··· Input for this task

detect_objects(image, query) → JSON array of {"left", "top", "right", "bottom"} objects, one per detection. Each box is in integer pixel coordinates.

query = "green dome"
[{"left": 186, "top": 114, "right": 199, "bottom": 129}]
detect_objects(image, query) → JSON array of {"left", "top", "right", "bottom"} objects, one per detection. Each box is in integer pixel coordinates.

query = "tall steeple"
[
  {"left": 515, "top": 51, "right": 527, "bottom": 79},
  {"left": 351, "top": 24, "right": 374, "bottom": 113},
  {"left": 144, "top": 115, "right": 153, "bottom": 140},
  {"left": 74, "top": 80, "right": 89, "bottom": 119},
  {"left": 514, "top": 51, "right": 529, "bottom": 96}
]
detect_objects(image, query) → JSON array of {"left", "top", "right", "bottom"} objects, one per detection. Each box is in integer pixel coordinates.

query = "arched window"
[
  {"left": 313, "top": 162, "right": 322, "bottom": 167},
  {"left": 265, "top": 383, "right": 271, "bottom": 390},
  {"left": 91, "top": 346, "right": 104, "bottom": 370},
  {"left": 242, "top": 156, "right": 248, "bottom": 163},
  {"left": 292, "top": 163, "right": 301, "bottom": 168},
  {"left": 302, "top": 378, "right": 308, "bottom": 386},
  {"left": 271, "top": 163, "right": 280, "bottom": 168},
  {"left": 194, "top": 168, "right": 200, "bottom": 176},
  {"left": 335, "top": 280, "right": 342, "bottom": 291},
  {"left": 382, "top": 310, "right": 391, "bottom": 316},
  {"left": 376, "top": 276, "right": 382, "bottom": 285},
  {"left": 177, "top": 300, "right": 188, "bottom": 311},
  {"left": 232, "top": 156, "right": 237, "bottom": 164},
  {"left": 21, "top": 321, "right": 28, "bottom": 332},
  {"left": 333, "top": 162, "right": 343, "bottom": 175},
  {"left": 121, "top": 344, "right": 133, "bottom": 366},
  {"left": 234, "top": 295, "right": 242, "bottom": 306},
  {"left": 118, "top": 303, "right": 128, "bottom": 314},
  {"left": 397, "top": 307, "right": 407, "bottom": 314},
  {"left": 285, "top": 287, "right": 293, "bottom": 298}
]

······

What the task requires - Each entry, from start to finish, must be restated exactly.

Written solution -
detect_objects(image, query) → JSON array of {"left", "top", "right", "bottom"} objects, one per detection. Each box is in integer pixel coordinates.

query = "green dome"
[{"left": 186, "top": 114, "right": 199, "bottom": 129}]
detect_objects(image, query) → JSON array of {"left", "top", "right", "bottom"} objects, one per detection. Each box is in integer pixel coordinates.

query = "tall steeple"
[
  {"left": 515, "top": 51, "right": 527, "bottom": 79},
  {"left": 351, "top": 24, "right": 374, "bottom": 113},
  {"left": 144, "top": 115, "right": 153, "bottom": 140},
  {"left": 74, "top": 80, "right": 89, "bottom": 119},
  {"left": 514, "top": 51, "right": 529, "bottom": 96}
]
detect_objects(image, query) → JSON array of {"left", "top", "right", "bottom"} objects, one per detection. Each box is in integer pixel coordinates.

query = "arched window"
[
  {"left": 313, "top": 162, "right": 322, "bottom": 167},
  {"left": 265, "top": 383, "right": 271, "bottom": 390},
  {"left": 91, "top": 346, "right": 104, "bottom": 370},
  {"left": 242, "top": 156, "right": 248, "bottom": 163},
  {"left": 292, "top": 163, "right": 301, "bottom": 168},
  {"left": 302, "top": 378, "right": 308, "bottom": 386},
  {"left": 271, "top": 163, "right": 280, "bottom": 168},
  {"left": 194, "top": 168, "right": 200, "bottom": 176},
  {"left": 335, "top": 280, "right": 342, "bottom": 291},
  {"left": 382, "top": 310, "right": 391, "bottom": 316},
  {"left": 376, "top": 276, "right": 382, "bottom": 285},
  {"left": 177, "top": 300, "right": 188, "bottom": 311},
  {"left": 232, "top": 156, "right": 237, "bottom": 164},
  {"left": 21, "top": 321, "right": 28, "bottom": 332},
  {"left": 333, "top": 162, "right": 343, "bottom": 175},
  {"left": 121, "top": 344, "right": 133, "bottom": 366},
  {"left": 234, "top": 295, "right": 242, "bottom": 306},
  {"left": 118, "top": 303, "right": 128, "bottom": 314},
  {"left": 397, "top": 307, "right": 407, "bottom": 314},
  {"left": 285, "top": 287, "right": 293, "bottom": 298}
]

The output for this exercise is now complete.